# What is asked
Write out all of the data below again, requests included, scaling every coordinate in the answers by 0.55 and rounding to whole numbers, with halves rounded up. Leave the pictures out of your answer.

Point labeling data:

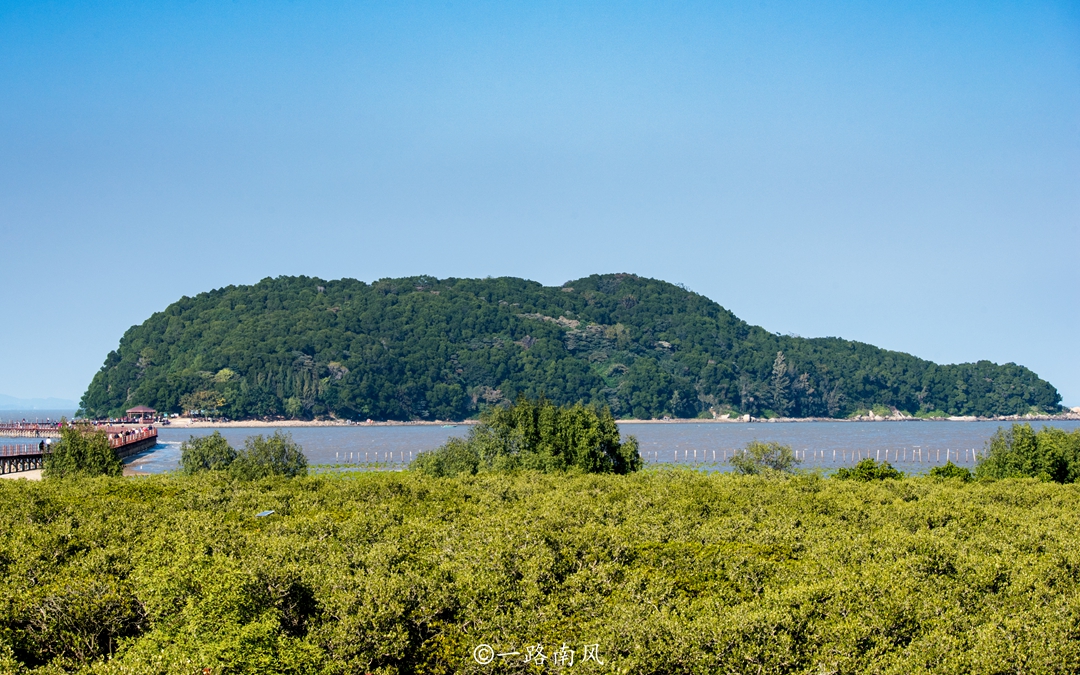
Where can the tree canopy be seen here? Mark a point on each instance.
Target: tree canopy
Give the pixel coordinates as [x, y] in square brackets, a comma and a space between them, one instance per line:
[81, 453]
[423, 348]
[537, 435]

# Solution to the problem
Where can the tree canopy be seen here? Mark a point on each instance.
Target: tree canopy
Give the pixel coordinates as [x, y] in square brackets, a comma and a space between them, one instance per line:
[45, 249]
[233, 191]
[295, 239]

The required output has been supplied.